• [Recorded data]
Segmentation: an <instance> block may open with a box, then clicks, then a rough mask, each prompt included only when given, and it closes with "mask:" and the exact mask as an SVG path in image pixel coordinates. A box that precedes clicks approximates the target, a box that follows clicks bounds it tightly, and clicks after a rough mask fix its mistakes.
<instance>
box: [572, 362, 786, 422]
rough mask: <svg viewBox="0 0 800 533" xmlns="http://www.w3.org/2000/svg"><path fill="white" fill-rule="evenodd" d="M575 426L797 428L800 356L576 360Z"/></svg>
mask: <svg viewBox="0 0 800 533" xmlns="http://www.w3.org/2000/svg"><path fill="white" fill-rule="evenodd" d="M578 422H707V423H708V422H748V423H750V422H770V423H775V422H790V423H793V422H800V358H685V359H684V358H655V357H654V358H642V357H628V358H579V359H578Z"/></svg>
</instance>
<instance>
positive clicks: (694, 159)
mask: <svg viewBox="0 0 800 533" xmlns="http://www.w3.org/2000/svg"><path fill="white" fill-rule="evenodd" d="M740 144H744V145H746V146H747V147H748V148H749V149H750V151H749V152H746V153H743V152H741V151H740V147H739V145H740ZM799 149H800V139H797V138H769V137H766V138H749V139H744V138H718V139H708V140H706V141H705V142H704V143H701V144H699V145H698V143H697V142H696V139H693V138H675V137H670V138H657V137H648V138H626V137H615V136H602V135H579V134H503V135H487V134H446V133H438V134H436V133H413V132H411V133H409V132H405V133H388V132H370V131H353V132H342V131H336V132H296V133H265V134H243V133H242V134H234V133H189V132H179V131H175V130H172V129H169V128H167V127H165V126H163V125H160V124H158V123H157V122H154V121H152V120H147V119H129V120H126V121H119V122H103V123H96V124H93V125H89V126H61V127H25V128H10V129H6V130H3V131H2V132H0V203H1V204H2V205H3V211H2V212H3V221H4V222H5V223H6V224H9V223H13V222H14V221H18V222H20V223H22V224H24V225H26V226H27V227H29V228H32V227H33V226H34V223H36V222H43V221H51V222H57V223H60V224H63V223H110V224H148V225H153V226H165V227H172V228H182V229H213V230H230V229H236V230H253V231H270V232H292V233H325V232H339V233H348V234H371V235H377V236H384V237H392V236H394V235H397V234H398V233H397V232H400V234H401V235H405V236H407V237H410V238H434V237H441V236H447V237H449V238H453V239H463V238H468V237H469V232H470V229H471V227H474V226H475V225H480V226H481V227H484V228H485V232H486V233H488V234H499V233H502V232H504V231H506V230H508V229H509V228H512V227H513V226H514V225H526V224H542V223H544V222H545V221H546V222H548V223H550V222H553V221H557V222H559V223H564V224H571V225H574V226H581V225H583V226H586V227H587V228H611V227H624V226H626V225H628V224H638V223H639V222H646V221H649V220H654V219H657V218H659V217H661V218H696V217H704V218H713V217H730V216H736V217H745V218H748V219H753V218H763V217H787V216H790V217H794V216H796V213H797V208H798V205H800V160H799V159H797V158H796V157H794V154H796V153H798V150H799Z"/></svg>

• [Brief]
Output every line above without altering anything.

• [Solution]
Segmentation: an <instance> block may open with a box, then clicks, then a rough mask, each prompt included only when given, and it closes with "mask:" and the exact mask as an SVG path in image pixel coordinates. A box that precedes clicks approximates the target, a box that follows clicks bounds it tightly, and clicks after a rough mask fix its mistakes.
<instance>
box: [572, 362, 786, 422]
rough mask: <svg viewBox="0 0 800 533" xmlns="http://www.w3.org/2000/svg"><path fill="white" fill-rule="evenodd" d="M575 426L797 428L800 356L576 360Z"/></svg>
mask: <svg viewBox="0 0 800 533" xmlns="http://www.w3.org/2000/svg"><path fill="white" fill-rule="evenodd" d="M578 422H707V423H708V422H748V423H750V422H770V423H775V422H790V423H793V422H800V358H685V359H684V358H655V357H654V358H642V357H628V358H579V359H578Z"/></svg>
</instance>
<instance>
positive clicks: (694, 159)
mask: <svg viewBox="0 0 800 533" xmlns="http://www.w3.org/2000/svg"><path fill="white" fill-rule="evenodd" d="M740 144H744V145H746V146H747V147H748V148H749V149H750V151H749V152H746V153H743V152H741V151H740V147H739V145H740ZM799 149H800V139H797V138H769V137H766V138H749V139H744V138H718V139H708V140H706V141H705V142H704V143H701V144H699V145H698V143H697V142H696V139H693V138H675V137H670V138H657V137H648V138H626V137H615V136H602V135H579V134H503V135H487V134H446V133H438V134H436V133H413V132H411V133H409V132H405V133H388V132H370V131H353V132H342V131H336V132H296V133H265V134H243V133H242V134H234V133H189V132H179V131H175V130H172V129H169V128H167V127H165V126H163V125H160V124H158V123H157V122H154V121H152V120H147V119H129V120H126V121H119V122H103V123H96V124H93V125H89V126H61V127H25V128H10V129H6V130H3V131H2V132H0V203H1V204H2V205H3V211H2V212H3V221H4V222H5V223H6V224H9V223H13V222H14V221H18V222H20V223H22V224H24V225H26V226H27V227H29V228H32V227H33V226H34V223H36V222H43V221H51V222H57V223H60V224H63V223H110V224H148V225H153V226H165V227H172V228H182V229H213V230H230V229H236V230H253V231H270V232H292V233H325V232H339V233H348V234H371V235H377V236H384V237H392V236H394V235H397V234H398V233H397V232H400V234H401V235H405V236H407V237H410V238H434V237H441V236H447V237H449V238H453V239H463V238H468V237H469V232H470V229H471V227H474V226H475V225H480V226H481V227H484V228H485V232H486V233H488V234H499V233H502V232H504V231H506V230H508V229H509V228H512V227H513V226H514V225H526V224H542V223H544V222H545V221H546V222H548V223H550V222H553V221H557V222H559V223H564V224H571V225H574V226H581V225H583V226H586V227H587V228H611V227H624V226H626V225H628V224H638V223H639V222H646V221H649V220H654V219H657V218H659V217H661V218H696V217H704V218H713V217H730V216H736V217H745V218H748V219H753V218H763V217H787V216H790V217H794V216H796V213H797V208H798V205H800V160H799V159H797V158H796V157H794V154H796V153H798V150H799Z"/></svg>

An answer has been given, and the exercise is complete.